SET PROBLEM:
Reproduce the listing word for word, leaving every picture behind.

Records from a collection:

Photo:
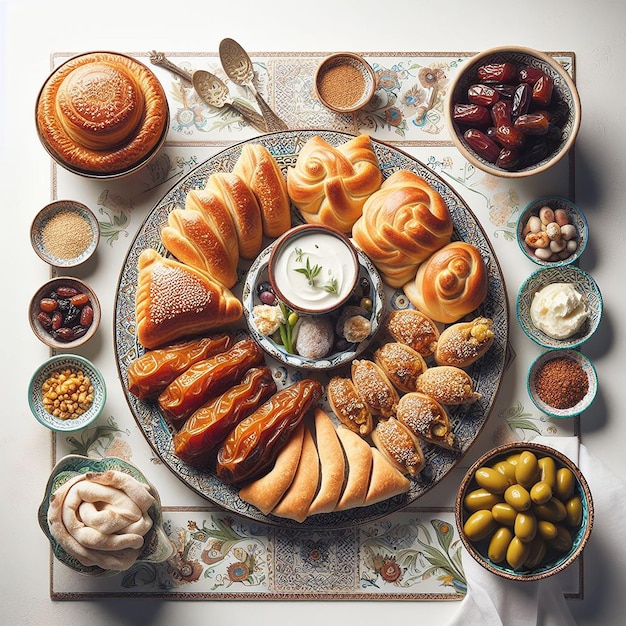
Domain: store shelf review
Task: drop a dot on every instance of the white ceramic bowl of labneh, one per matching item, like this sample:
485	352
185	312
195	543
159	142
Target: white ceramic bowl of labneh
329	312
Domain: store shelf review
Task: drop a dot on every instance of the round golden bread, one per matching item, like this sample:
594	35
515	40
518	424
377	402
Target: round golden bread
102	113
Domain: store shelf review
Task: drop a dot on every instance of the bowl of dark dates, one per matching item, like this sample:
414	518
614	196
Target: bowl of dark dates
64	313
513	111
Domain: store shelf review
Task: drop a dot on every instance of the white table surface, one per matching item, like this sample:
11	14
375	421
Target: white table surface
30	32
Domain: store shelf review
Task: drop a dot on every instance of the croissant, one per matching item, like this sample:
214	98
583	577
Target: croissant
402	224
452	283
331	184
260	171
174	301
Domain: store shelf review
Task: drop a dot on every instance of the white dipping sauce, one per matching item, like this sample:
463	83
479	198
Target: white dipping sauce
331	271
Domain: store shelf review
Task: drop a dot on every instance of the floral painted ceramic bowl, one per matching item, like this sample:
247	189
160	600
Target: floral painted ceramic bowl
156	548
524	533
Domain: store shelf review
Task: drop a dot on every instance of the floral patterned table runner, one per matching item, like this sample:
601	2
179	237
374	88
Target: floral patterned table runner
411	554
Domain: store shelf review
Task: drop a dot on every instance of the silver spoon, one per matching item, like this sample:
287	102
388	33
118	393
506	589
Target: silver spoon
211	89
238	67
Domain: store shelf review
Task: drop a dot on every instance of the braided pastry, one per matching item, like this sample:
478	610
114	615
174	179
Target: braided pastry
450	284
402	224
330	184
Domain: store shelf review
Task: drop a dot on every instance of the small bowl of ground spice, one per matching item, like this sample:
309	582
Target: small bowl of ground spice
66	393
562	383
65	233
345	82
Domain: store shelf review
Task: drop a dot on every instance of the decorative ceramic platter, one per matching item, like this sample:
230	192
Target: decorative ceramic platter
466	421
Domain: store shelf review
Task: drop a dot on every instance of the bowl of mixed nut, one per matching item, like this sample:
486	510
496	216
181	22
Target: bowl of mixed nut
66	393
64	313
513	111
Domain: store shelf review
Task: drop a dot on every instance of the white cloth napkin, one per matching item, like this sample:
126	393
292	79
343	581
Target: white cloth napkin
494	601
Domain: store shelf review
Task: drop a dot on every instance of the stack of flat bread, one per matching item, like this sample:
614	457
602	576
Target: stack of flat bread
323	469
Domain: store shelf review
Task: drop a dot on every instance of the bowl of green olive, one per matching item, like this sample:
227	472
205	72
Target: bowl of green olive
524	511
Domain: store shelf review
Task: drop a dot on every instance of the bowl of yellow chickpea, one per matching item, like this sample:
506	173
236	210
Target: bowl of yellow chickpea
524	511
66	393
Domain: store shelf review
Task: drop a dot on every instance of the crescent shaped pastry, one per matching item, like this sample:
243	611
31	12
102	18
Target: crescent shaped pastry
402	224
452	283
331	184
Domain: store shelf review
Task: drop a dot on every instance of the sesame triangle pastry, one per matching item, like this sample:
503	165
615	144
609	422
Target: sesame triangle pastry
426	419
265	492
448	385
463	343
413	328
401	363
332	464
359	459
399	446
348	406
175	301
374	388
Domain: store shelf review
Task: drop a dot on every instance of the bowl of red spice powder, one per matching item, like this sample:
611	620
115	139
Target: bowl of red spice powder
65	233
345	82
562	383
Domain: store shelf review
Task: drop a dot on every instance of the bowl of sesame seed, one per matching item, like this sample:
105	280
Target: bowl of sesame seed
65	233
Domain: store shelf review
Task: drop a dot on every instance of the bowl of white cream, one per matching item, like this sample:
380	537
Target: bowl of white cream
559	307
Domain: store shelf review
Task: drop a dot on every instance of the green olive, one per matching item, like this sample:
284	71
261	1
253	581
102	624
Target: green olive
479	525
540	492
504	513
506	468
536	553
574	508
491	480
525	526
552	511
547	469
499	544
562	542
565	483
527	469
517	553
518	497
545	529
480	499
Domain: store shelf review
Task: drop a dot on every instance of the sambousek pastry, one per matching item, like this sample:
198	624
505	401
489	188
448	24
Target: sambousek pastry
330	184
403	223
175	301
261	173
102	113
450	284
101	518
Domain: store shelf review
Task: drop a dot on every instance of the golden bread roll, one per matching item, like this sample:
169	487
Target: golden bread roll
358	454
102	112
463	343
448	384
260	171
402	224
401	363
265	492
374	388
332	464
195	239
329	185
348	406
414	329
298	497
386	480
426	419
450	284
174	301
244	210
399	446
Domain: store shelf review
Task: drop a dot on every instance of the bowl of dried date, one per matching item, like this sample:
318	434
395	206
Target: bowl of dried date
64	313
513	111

REPLY:
Photo:
Domain: store shelf review
Task: drop a dot on every instance of the white ceramic bowl of labneh, one per matching item, like this sample:
485	352
185	312
195	543
159	142
Target: white ceramic bowl of labneh
329	312
Domain: store shelf review
Task: drop a dot on every instance of the round golden bread, one per matching item, like this sample:
594	35
515	40
518	424
377	402
Target: round golden bread
102	113
Domain: store shelf review
Task: drop a dot on every instance of the bowl of dark dates, one per matching item, like this sample:
414	518
614	196
Target: bowl of dark dates
64	313
513	111
Domain: store shelf review
Task: drop a dot on every instance of the white table surface, one per matching item, like this sample:
11	14
375	421
Target: white table surface
30	32
Domain: store shelf review
Task: drop a dot on every instance of the croissant, one per matching item, like this sample:
214	98
583	577
Target: croissant
402	224
452	283
331	184
260	171
174	301
Domain: store shelf review
Task: drop a dot on every instance of the white dipping sauce, one per matching item, like this sample:
463	83
479	198
Target: white dipping sauce
331	271
Domain: store shelf review
Task: drop a dot on every instance of the floral painted ceramic bowl, one per matching item, like this sample:
247	189
160	600
Target: floral painted ceramic bowl
156	548
524	533
Domain: store shelf review
Task: drop a dot on every instance of the floral patterned table runner, one per matching item, like this sample:
601	2
179	237
374	88
Target: floral patterned table runner
411	554
Domain: store shelf review
Task: drop a dot on every instance of the silver spoon, one per matching item, like this sample:
287	102
388	33
118	393
506	589
Target: silver spoon
211	89
238	67
Domain: store shelf review
Task: drop a dot on every instance of the braided pastry, one per matching item, like this sample:
478	610
114	615
174	179
Target: braided pastry
450	284
402	224
330	184
Domain: store shelf review
Task: drop a dot on every instance of the small bowl of ground spice, one per matching item, like this sample:
309	582
Target: small bowl of ground spice
66	393
562	383
65	233
345	82
Domain: store shelf review
Task: drop a dot on every instance of the decorative ceramic platter, one per matching item, like this sample:
230	192
Target: decorative ceramic platter
466	421
Domain: store shelf review
Task: drop a dot on every instance of the bowl of mixed nut, one per matching item, like this sample:
486	510
496	216
181	22
Target: bowl of mixed nut
66	393
64	313
513	111
Domain: store shelf review
Task: drop a dot on every instance of the white cloth napkin, one per matching item, like this sample:
126	393
292	79
343	581
Target: white cloth napkin
494	601
Domain: store shelf review
Task: drop a dot on every instance of the stack of flat bread, one per matching item, like this sample:
614	457
602	576
Target: stack of flat bread
323	469
Domain: store shelf review
Task: drop a dot on every instance of the bowl of green olive, one per matching item, like this sample:
227	472
205	72
Target: bowl of green olive
524	511
Domain: store shelf review
Task: drop a dot on every instance of the bowl of yellow chickpea, one per matching item, like this sample:
506	173
236	210
Target: bowl of yellow chickpea
524	511
66	393
Domain: store shelf review
Task: drop a dot on every instance of the crescent shaped pastry, one per matching item, like this sample:
243	611
31	12
102	18
Target: crescent shaped pastry
402	224
452	283
331	184
Domain: store shelf review
Task: drop a dot on every instance of the sesame triangle pastry, one per matching item, like this sample:
503	165
615	144
609	422
Target: sesame triangle pastry
426	419
265	492
448	385
463	343
413	328
401	363
332	464
359	459
399	446
348	406
175	301
374	388
Domain: store shelf review
Task: drop a dot on every instance of the bowl of red spice powder, one per matching item, like this sample:
611	620
115	139
Target: bowl of red spice powder
65	233
345	82
562	383
Domain: store shelf review
Task: drop a dot on every instance of the bowl of sesame seed, one per matching item, like this sample:
105	280
Target: bowl of sesame seed
65	233
Domain: store shelf review
Task: drop a dot on every instance of the bowl of white cream, one per matching item, like this sample:
380	537
Target: bowl of white cream
559	307
Domain: store shelf review
Task: drop a dot on every instance of the green olive, one per matching item, like this sample:
284	71
261	1
253	581
102	624
Target: green olive
479	525
540	492
504	513
506	468
536	553
574	508
491	480
525	526
552	511
547	469
499	544
562	542
565	483
527	469
517	553
518	497
545	529
480	499
Domain: store shelf review
Task: drop a dot on every instance of the sambousek pastry, one per matching item, like this sample:
198	624
505	401
489	188
448	24
Target: sambousek pastry
330	184
403	223
175	301
261	173
102	113
450	284
101	518
Domain: store shelf review
Task: drop a dot on every instance of the golden bread roll, one per matching item, like this sample:
169	487
Target: golden bread roll
358	454
102	112
463	343
448	384
260	171
402	224
401	363
265	492
374	388
332	464
195	239
329	185
348	406
414	329
298	497
386	480
426	419
450	284
174	301
244	210
399	446
Domain: store shelf review
Task: drop a dot on every instance of the bowl of dried date, one per matching item, like this sample:
318	434
395	206
Target: bowl of dried date
64	313
513	111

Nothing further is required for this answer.